**INFORMATION SHOWN:**
+===+

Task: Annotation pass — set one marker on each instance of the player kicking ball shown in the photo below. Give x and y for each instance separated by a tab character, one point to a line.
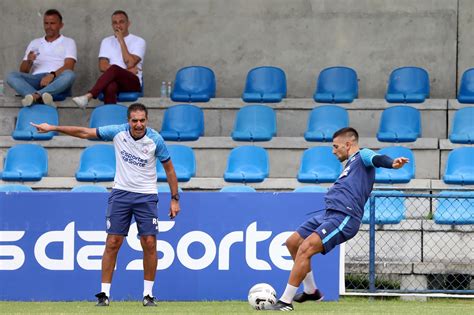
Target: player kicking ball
340	222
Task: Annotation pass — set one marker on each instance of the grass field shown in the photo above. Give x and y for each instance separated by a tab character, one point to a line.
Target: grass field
346	305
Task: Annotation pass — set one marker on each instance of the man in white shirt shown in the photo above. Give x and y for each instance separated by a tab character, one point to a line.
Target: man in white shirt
50	59
120	59
137	150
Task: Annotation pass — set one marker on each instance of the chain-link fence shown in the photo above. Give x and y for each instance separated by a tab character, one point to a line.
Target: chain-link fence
413	243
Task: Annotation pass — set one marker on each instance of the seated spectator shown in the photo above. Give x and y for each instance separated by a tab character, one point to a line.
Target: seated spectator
120	60
50	59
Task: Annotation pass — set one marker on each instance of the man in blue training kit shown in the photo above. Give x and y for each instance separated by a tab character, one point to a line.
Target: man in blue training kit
340	222
137	150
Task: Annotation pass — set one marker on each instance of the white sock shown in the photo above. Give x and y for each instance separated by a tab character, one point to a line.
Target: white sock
148	287
289	294
309	284
105	287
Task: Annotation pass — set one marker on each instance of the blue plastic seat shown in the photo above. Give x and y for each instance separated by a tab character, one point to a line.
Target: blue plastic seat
319	165
194	84
466	89
37	113
247	164
25	162
89	188
463	126
336	85
265	85
456	210
166	188
108	114
395	176
254	123
389	208
184	122
126	96
311	188
460	167
400	124
184	163
15	188
408	85
237	188
97	164
324	121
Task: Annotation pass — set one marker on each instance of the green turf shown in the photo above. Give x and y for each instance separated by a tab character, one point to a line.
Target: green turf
346	305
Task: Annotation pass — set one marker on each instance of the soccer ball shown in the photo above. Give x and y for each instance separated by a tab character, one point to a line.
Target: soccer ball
262	295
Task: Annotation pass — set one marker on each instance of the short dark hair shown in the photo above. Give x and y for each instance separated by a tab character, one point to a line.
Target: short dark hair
137	107
116	12
347	132
54	12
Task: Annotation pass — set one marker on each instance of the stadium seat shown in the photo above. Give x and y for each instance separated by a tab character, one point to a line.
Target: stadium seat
108	114
25	162
15	188
400	124
184	163
466	89
254	123
463	126
336	85
237	188
408	85
311	188
194	84
184	122
389	208
37	113
396	176
89	188
319	165
456	210
126	96
460	167
247	164
166	188
265	84
324	121
97	164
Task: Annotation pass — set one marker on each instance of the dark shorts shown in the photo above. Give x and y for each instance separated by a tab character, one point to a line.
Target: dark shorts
124	204
334	227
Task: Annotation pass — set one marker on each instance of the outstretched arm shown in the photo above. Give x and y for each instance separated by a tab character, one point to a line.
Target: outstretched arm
74	131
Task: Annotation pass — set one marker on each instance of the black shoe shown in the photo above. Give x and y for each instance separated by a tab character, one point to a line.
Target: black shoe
149	301
280	306
303	297
102	299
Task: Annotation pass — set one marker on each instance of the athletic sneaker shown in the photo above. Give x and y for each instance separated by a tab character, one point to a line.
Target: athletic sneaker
149	301
102	299
47	99
303	297
27	100
280	306
81	101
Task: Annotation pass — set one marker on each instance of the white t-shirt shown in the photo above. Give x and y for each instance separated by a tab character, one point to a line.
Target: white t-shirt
135	160
110	49
51	54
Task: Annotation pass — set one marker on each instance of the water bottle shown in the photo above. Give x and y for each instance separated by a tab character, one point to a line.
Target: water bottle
168	90
163	90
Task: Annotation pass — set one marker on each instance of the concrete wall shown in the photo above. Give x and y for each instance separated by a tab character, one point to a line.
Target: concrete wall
301	36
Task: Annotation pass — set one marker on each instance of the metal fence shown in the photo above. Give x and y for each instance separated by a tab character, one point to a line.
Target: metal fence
413	243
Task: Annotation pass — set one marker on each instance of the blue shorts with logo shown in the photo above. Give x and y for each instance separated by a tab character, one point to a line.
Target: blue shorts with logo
333	227
123	204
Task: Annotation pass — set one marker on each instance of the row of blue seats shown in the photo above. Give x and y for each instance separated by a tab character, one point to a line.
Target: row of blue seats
185	122
245	164
453	207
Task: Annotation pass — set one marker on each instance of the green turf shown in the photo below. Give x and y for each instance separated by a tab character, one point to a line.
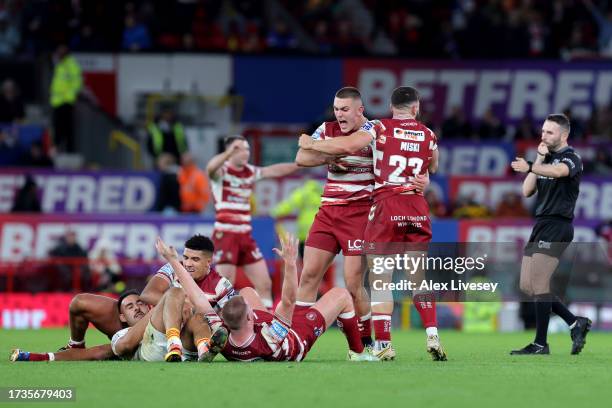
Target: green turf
479	373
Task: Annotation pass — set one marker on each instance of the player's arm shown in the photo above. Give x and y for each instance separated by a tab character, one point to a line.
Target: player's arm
339	145
155	289
278	170
128	344
192	290
288	252
311	158
214	165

+===+

Reproduce the stretch of the listing from the line containing "blue seats shown" through the end of the listing, including both ends and every request, but scale each coordinate in the answers by 0.25 and round it to a whole number, with halves rounded up. Return only those lines, without the pictures.

**IN RESPONSE:**
Task: Annotation pass — set one marker on each instance of the row of blue seats shown in the photo above. Give x and y for each instance separated by a tab character, one point to a line.
Target: row of blue seats
46	31
61	41
113	52
Task: Annotation pass — set one marker on each instance of the green turf shown in the photo below. Give x and y for each instance separated by a tab character, one point to a line.
Target: green turf
120	93
Task: Annotation pass — set one marker on each instance of the player's arm shown in the photo above. Give x and y for each instance separated by a tab character, one point to a line.
Target: player's arm
85	36
39	72
70	43
32	86
48	73
72	63
78	40
54	41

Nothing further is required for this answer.